__Task description__
From the records below, please repeat exactly the line that has "Guideline: one marker per instance of the hazy", the line that has "[383,245], one per instance.", and every line between them, and nothing else.

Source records
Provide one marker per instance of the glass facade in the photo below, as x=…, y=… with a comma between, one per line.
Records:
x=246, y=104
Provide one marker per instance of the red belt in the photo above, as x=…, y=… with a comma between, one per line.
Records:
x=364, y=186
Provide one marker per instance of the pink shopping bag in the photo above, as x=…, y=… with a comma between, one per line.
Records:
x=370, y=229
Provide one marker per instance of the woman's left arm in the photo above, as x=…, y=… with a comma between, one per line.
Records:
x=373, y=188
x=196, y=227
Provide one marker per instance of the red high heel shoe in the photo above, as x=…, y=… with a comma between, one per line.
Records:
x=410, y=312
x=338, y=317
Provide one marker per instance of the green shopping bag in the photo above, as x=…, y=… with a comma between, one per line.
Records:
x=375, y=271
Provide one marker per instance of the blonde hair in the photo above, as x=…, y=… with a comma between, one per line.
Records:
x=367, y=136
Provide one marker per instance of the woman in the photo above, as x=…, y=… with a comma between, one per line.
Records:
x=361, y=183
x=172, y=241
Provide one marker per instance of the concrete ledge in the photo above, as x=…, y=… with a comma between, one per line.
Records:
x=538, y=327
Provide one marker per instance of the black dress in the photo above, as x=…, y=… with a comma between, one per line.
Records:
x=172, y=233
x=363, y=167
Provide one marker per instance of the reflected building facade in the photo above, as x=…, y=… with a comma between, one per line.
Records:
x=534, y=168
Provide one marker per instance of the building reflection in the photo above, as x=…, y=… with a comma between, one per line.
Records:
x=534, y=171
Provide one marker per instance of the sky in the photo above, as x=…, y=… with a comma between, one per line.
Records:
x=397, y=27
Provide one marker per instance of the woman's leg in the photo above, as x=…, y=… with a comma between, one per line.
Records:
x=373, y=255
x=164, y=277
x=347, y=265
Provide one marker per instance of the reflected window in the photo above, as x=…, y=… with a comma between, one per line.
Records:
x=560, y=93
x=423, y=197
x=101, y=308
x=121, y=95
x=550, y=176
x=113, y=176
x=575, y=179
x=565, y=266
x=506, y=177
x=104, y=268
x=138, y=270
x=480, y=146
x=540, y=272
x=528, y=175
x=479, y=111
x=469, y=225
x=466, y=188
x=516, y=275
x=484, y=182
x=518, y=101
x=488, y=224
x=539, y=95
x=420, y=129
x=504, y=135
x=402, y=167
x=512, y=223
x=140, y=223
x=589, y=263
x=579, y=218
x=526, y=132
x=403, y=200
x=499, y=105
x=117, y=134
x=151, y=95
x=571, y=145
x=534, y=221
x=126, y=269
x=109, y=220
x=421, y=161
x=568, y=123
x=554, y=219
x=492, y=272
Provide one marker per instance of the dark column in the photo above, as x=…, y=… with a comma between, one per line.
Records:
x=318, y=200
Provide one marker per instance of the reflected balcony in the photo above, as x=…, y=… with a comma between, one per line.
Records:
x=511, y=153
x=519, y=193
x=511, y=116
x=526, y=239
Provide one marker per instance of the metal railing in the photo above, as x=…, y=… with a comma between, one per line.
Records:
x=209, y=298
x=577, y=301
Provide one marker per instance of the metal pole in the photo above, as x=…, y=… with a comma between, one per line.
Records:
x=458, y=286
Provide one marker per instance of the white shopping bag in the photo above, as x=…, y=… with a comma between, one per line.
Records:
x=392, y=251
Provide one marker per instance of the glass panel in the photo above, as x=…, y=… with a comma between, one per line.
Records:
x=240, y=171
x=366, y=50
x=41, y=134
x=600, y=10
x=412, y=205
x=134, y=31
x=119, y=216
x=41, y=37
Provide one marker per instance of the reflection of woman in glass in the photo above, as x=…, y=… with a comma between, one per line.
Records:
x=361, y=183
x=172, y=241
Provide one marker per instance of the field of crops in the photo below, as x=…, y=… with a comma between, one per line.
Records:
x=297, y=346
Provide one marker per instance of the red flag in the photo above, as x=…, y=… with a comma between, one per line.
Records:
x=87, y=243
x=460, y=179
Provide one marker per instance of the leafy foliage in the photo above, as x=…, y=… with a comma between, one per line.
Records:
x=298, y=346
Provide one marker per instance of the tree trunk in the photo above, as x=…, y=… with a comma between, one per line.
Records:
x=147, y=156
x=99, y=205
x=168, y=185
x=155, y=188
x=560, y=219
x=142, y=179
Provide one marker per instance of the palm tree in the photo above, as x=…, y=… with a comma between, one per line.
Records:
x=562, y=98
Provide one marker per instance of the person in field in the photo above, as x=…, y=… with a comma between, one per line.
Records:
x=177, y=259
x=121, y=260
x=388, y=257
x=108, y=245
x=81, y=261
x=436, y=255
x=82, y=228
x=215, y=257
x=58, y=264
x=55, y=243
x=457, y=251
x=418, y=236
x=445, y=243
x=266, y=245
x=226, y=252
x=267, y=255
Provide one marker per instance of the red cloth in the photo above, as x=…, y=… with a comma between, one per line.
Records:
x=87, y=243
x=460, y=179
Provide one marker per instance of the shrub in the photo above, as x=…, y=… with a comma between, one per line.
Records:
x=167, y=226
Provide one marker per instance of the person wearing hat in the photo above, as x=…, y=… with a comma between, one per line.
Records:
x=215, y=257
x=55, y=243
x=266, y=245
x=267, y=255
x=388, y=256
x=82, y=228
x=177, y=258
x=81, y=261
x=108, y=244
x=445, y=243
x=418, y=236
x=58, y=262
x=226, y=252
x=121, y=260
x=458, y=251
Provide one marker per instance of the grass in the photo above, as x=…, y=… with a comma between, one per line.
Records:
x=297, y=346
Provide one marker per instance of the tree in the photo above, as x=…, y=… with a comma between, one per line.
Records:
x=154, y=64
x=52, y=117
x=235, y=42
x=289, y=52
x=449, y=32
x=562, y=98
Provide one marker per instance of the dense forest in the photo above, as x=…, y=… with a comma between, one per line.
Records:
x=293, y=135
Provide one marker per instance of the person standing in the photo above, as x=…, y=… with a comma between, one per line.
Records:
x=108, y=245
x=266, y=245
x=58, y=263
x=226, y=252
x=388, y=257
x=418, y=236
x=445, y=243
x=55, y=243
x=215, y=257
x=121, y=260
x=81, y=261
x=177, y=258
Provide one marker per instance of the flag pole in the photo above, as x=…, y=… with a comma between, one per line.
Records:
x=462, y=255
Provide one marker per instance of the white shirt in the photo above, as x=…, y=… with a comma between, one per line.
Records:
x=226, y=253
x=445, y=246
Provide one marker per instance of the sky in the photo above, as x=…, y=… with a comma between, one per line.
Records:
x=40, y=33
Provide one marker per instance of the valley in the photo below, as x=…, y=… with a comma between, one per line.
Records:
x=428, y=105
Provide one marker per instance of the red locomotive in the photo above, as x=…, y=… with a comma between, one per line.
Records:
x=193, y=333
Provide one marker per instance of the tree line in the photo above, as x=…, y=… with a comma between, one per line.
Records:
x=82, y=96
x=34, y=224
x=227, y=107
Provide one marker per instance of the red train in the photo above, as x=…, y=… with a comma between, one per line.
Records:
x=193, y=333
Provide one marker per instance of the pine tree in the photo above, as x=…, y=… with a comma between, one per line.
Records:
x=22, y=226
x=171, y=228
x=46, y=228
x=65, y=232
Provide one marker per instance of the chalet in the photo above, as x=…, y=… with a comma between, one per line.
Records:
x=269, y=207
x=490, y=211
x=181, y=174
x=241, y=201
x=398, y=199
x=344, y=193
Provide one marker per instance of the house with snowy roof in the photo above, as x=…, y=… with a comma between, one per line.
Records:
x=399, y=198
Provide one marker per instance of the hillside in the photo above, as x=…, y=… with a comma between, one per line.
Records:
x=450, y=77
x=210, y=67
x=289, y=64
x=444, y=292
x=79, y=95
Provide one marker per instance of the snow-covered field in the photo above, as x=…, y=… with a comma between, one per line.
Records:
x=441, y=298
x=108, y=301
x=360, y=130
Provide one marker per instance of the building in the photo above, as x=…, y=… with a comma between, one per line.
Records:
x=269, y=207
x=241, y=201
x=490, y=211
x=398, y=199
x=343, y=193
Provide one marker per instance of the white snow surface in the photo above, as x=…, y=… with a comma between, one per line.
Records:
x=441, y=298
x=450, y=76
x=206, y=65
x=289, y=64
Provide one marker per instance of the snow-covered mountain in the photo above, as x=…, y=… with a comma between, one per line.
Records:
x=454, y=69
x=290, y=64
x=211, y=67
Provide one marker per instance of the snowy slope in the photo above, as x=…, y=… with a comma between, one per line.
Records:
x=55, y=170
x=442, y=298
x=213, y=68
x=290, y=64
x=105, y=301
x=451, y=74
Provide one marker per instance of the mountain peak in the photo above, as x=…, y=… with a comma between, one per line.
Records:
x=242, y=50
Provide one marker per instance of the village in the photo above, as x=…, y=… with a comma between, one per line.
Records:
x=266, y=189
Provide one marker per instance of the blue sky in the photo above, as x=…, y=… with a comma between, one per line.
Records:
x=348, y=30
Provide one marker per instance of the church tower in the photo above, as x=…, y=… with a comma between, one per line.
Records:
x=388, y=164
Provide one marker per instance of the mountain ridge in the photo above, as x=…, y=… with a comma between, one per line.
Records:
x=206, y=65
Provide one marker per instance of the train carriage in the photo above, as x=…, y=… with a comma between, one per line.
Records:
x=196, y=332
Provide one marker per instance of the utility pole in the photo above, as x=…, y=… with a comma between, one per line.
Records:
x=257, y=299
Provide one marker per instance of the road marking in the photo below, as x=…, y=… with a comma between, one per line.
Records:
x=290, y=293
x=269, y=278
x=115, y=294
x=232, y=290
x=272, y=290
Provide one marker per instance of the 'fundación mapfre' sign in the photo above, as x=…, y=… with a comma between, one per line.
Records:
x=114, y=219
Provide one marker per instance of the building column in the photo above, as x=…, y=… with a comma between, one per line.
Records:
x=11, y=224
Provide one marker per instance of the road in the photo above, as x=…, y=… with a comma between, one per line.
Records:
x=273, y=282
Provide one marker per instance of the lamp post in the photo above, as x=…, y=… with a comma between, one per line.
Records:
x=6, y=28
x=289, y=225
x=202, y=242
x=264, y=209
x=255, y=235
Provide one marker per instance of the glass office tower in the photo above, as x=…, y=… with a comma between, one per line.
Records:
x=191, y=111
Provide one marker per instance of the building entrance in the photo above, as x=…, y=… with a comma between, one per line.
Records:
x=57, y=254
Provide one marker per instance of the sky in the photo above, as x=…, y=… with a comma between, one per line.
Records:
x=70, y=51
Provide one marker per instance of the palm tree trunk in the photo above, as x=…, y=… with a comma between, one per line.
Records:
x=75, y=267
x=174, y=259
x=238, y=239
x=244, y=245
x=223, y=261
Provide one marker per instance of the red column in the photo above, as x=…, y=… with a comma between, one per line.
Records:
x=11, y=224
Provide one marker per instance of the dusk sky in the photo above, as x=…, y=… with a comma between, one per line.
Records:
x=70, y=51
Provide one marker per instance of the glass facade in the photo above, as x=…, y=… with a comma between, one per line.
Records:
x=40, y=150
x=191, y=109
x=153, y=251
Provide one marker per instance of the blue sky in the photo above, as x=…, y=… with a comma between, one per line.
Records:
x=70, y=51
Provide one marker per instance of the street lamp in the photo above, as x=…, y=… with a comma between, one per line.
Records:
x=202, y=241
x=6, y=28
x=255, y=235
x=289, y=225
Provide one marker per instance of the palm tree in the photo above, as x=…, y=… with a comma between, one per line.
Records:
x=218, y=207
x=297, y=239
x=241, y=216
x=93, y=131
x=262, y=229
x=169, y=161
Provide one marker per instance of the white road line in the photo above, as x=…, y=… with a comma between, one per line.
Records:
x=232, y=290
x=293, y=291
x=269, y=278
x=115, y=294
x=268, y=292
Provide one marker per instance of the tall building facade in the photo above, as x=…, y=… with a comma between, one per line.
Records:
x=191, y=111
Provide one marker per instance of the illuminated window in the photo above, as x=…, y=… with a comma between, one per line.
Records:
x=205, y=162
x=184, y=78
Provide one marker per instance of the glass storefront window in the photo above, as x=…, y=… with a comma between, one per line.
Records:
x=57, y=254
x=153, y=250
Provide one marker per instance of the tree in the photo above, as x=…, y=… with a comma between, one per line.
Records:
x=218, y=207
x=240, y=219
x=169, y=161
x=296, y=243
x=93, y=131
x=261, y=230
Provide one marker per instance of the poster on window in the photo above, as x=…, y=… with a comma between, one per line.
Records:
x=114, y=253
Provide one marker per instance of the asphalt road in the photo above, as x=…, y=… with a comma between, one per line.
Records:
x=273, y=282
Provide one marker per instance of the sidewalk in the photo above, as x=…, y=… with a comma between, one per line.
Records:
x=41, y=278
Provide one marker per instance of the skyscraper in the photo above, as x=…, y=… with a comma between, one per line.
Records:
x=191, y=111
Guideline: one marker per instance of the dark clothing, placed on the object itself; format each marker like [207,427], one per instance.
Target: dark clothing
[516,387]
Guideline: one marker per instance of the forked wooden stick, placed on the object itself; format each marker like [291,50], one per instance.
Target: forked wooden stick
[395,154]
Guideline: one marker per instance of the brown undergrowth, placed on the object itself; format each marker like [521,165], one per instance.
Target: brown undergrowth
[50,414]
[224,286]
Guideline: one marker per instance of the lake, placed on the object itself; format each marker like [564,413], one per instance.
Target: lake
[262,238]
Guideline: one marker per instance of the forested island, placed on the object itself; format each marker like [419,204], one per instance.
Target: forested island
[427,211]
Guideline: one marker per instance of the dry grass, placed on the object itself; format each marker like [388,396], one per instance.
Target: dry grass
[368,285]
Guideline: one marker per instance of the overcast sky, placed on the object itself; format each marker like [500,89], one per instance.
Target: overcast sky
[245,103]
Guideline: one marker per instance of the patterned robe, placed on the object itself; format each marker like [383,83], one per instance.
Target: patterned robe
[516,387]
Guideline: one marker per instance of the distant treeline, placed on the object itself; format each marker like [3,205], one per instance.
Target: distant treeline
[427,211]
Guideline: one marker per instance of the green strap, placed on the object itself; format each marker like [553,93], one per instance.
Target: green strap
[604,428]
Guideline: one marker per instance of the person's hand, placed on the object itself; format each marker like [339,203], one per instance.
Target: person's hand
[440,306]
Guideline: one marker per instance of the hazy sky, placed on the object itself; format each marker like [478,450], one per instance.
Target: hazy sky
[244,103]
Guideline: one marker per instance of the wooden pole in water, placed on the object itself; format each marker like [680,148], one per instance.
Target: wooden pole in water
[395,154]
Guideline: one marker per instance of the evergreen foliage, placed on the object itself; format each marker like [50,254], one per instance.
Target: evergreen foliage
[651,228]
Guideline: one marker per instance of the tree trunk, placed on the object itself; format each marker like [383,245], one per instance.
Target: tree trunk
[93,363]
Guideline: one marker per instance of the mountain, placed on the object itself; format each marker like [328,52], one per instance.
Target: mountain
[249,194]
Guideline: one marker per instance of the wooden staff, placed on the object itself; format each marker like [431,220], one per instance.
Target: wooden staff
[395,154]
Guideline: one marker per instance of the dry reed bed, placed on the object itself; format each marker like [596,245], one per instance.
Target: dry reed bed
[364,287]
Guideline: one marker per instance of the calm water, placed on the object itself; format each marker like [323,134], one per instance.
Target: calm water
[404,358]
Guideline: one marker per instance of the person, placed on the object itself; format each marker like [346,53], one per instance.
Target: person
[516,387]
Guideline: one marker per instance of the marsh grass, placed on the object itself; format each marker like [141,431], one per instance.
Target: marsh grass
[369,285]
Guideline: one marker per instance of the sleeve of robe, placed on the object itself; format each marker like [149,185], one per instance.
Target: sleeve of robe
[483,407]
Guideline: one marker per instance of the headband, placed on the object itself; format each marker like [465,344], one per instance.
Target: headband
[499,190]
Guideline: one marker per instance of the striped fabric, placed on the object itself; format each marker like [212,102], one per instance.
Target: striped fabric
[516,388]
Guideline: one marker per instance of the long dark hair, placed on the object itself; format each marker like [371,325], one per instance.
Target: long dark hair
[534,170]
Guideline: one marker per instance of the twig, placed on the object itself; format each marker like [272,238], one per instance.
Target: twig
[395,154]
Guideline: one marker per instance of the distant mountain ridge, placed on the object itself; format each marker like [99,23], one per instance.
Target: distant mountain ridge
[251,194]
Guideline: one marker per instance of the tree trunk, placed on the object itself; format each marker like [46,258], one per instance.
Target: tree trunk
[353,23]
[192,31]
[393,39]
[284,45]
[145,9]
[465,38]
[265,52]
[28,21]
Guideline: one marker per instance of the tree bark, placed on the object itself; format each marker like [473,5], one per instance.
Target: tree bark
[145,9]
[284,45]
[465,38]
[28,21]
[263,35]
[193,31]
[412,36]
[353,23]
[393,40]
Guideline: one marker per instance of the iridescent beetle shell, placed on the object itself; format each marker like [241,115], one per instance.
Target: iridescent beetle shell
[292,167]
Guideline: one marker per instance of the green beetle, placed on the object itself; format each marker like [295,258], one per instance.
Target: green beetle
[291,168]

__Expected answer__
Guideline: one marker per instance of the hazy sky, placed on the object itself; format each marker like [478,450], one per instance.
Target: hazy sky
[244,103]
Guideline: one marker per instance of the wooden pole in water, placed on the object itself; format each marker like [680,148], one per instance.
Target: wooden pole in water
[395,154]
Guideline: one marker per instance of the evergreen foliage, placed on the object itself; format each marker like [50,254], one per instance.
Target: evergreen foliage
[651,228]
Guideline: one marker per instance of the tree trunk, placed on the object itself; format each marker like [383,245], one per instance.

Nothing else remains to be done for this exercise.